===== Excerpted passage

Enrichments
Enrichment is the process by which a record’s metadata can be augmented by either fetching information from an external resource or by performing data analysis on a Collection of records.
The DSL allows the harvest operator to specify multiple enrichments for a parser config. Each enrichment can define one or multiple attributes.
Define a JSON enrichment
enrichment :google_placenames do
requires :country do
"New Zealand"
end
url "http://maps.google.com"
format "json"
attribute :locations do
{
latitude: path("place/lat"),
longitude: path("place/lng")
}
end
attribute :address do
"Wellington, #{requirements[:country]}"
end
end
Define a XML enrichment
enrichment :ndha_rights do
requires :tap_id do
primary[:identifier].first.to_s.gsub("tap:", "")
end
url "http://ndhadeliver.govt.nz/?recordId=#{requirements[:tap_id]}"
format "xml"
attribute :dc_rights, xpath: "//dc:rights"
end
DSL Enrichment Options
type
It gives the harvest operator the option to specify an enrichment class to use for a specific enrichment. These are generally special case enrichments. The only cases we currently have at the moment are for tapuhi.
enrichment :tapuhi_denormalization, type: "TapuhiDenormalize"
The classes we currently support are the following:
TapuhiDenormalize
: This class denormalizes the authorities
TapuhiRelationships
: This class builds the authority relationships from the relation field on a primary source
priority
It gives the harvest operator the option to specifiy the priority of an enrichment source.
enrichment :tapuhi_denormalization, priority: -1, type: "TapuhiDenormalize"
Negative numbers have a higher priority than positive numbers.
required_for_active_record
Setting this to true creates a record in the api that has status: partial until the record has a source with the name of this enrichment. Many enrichments in a parser can have this option.
enrichment :tapuhi_denormalization, priority: -1, required_for_active_record: true do
...
end
Notes:
- Enrichments that contain reject_if block will not write sources for rejected records. If this enrichment is required using this option, rejected records will not become active.

==========
===== Data excerpts

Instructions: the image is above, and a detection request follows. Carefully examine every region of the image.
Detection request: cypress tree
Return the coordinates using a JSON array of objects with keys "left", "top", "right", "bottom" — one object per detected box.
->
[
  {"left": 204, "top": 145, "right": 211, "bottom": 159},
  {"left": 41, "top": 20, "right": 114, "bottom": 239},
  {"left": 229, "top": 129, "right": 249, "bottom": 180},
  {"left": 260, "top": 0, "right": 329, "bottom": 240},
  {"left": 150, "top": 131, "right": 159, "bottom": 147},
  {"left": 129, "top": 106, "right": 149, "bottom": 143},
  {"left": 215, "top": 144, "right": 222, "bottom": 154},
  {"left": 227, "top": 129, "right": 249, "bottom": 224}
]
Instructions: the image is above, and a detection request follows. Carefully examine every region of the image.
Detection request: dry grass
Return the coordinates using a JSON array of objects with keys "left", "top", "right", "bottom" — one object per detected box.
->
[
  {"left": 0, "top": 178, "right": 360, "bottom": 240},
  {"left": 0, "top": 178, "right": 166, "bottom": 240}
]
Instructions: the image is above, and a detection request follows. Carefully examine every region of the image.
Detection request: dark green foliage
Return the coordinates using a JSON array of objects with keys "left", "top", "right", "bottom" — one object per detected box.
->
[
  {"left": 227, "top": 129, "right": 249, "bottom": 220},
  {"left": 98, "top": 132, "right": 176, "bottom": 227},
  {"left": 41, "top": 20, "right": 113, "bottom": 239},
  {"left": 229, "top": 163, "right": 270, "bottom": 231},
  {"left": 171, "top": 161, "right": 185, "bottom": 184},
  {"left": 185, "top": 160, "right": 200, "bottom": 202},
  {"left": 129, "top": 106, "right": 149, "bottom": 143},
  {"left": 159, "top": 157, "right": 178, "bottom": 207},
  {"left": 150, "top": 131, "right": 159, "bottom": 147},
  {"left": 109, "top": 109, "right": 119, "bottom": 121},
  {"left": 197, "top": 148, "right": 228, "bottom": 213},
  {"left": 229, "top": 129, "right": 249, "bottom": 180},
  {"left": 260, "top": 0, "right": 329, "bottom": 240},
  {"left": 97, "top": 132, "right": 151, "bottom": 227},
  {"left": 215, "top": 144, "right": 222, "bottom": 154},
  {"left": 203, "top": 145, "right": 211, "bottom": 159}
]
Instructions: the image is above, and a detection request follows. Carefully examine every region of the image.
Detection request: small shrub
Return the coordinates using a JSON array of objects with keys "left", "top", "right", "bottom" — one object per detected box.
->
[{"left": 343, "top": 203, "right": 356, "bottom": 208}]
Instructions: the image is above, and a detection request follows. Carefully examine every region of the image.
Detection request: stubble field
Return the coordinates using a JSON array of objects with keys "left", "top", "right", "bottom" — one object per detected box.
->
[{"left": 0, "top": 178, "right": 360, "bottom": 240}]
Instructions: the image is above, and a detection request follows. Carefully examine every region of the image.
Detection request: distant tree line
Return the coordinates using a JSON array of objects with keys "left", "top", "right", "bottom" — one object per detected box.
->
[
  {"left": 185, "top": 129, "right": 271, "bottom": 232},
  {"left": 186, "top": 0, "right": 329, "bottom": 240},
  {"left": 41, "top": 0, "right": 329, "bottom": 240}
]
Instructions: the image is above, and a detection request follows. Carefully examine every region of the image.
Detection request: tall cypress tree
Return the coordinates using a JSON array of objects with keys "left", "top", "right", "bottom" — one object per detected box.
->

==========
===== Data excerpts

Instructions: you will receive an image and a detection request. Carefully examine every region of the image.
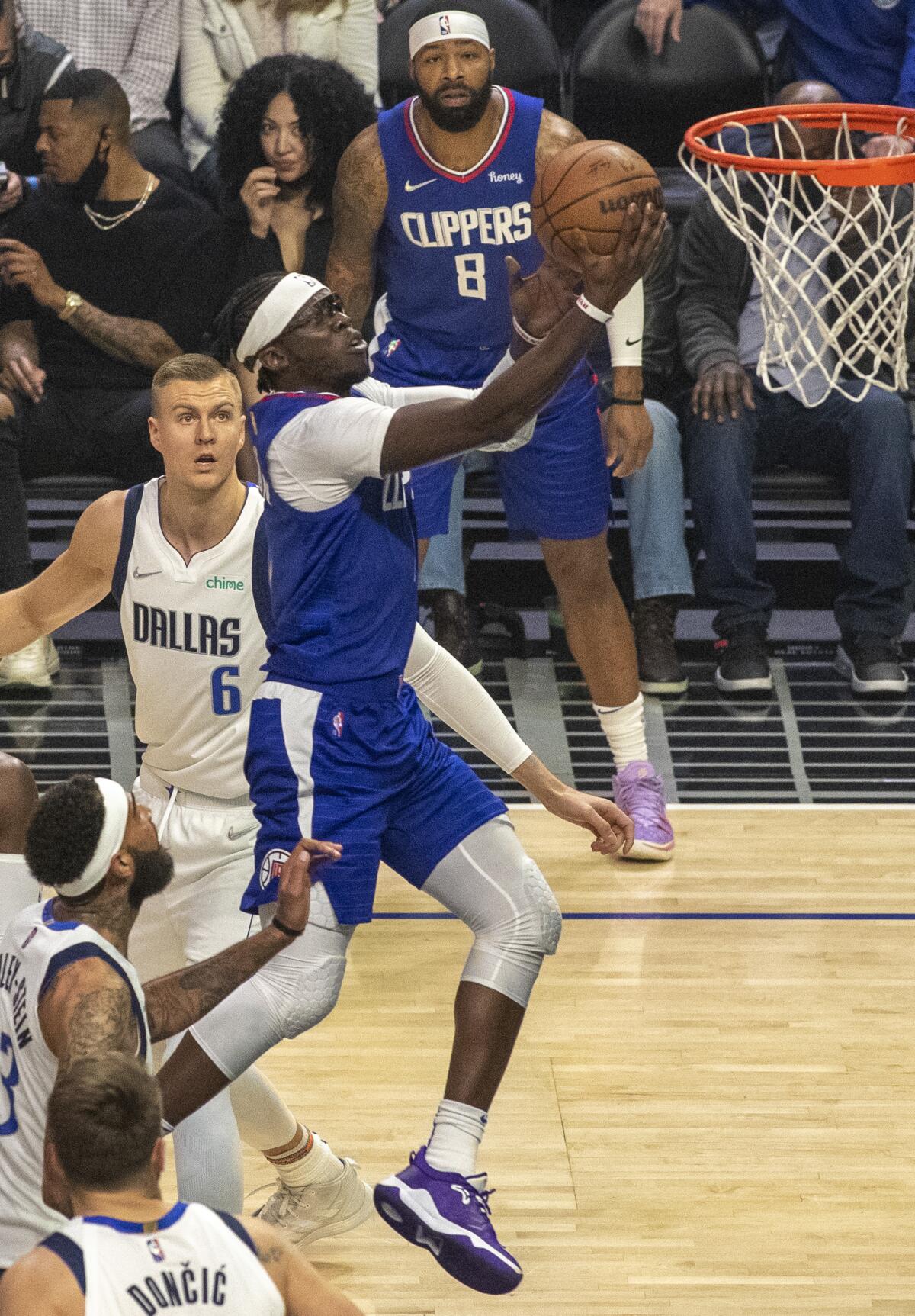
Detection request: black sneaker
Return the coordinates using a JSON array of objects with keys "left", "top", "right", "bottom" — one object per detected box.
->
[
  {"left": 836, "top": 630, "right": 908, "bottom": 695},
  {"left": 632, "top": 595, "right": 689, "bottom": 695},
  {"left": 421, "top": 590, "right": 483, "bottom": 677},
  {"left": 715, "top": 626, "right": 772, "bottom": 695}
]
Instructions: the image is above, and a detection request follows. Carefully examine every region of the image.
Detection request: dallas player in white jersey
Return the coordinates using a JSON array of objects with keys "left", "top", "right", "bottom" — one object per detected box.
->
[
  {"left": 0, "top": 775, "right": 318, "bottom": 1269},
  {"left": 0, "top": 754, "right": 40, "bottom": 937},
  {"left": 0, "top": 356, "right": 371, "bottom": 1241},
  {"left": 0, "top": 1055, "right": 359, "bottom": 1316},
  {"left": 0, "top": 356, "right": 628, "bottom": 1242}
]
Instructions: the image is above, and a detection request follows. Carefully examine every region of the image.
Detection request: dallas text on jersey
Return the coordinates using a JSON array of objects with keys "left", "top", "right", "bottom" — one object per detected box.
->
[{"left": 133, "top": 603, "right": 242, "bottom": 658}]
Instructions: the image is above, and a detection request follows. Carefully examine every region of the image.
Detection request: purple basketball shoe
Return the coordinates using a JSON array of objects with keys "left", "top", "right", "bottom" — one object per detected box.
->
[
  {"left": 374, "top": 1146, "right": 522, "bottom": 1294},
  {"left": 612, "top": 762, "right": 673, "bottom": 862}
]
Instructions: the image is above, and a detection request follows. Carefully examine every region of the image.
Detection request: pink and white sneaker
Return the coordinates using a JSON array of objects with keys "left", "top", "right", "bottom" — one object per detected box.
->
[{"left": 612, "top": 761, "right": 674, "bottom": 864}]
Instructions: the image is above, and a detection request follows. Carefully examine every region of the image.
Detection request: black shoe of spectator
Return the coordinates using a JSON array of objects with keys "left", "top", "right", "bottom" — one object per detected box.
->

==========

**Aim**
From the enrichments documentation above, copy the passage from "The classes we" up to and including "an enrichment source.".

**Worked solution**
The classes we currently support are the following:
TapuhiDenormalize
: This class denormalizes the authorities
TapuhiRelationships
: This class builds the authority relationships from the relation field on a primary source
priority
It gives the harvest operator the option to specifiy the priority of an enrichment source.